§ **EXTRAIT DU TEXTE**

_ _ _

Traque des véhicules volés

Voici le cadeau de l’État aux forces de l’ordre

Tremblez malfrats ! L’État va casser sa tirelire pour doter policiers et gendarmes de plusieurs milliers de caméras à lecture de plaques d’immatriculation. Objectif : repérer discrètement les véhicules volés et ceux recherchés dans les affaires de grand banditisme ou de terrorisme (mais pas que).

Pour traquer les véhicules volés, l’État va mettre le paquet en dotant les forces de l’ordre de nouveaux outils.

Détecter automatiquement les véhicules volés ou mis sous surveillance : rien de plus simple sur le papier. Il suffit de recourir à des caméras dotées d’un lecteur automatisé de plaque d’immatriculation (Lapi) et de comparer tout aussi automatiquement chacun des numéros minéralogiques mémorisés avec ceux figurant dans une base de données de comparaison (BDC) composée du vaste Fichier des objets et véhicules volés et signalés (FOVeS) et du Système d’information Schengen (SIS) pour les autos portant une plaque étrangère.

_ _ _

§ **INFORMATIONS AFFICHÉES**
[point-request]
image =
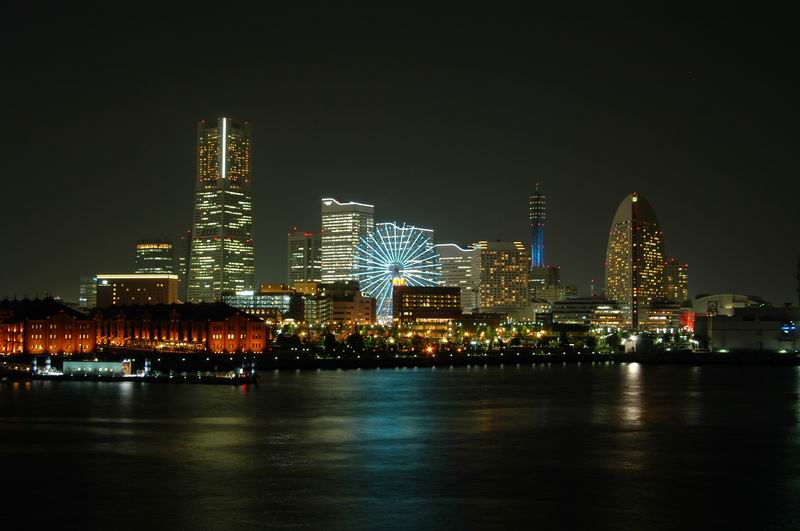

_ _ _

§ **TRAVAIL DEMANDÉ**
1. Indiquez si chacune des affirmations suivantes est conforme au texte sur la traque des véhicules volés. Répondez par oui ou par non, puis citez les mots du texte qui tranchent. (a) Les caméras sont destinées aux policiers et aux gendarmes. (b) Les véhicules à plaque étrangère sont vérifiés uniquement à l’aide du Fichier des objets et véhicules volés et signalés. (c) L’État prévoit d’équiper les forces de l’ordre de quelques centaines de caméras.
2. Dans le texte sur la traque des véhicules volés, recopiez le passage compris entre « Tremblez malfrats ! L’État » et « (mais pas que). », ces deux segments inclus.

§ **RÉSULTATS DES CONSIGNES**
1.
(a) Oui : « doter policiers et gendarmes de plusieurs milliers de caméras à lecture de plaques d’immatriculation ».
(b) Non : « du Système d’information Schengen (SIS) pour les autos portant une plaque étrangère ».
(c) Non : « plusieurs milliers de caméras ».

2.
Tremblez malfrats ! L’État va casser sa tirelire pour doter policiers et gendarmes de plusieurs milliers de caméras à lecture de plaques d’immatriculation. Objectif : repérer discrètement les véhicules volés et ceux recherchés dans les affaires de grand banditisme ou de terrorisme (mais pas que).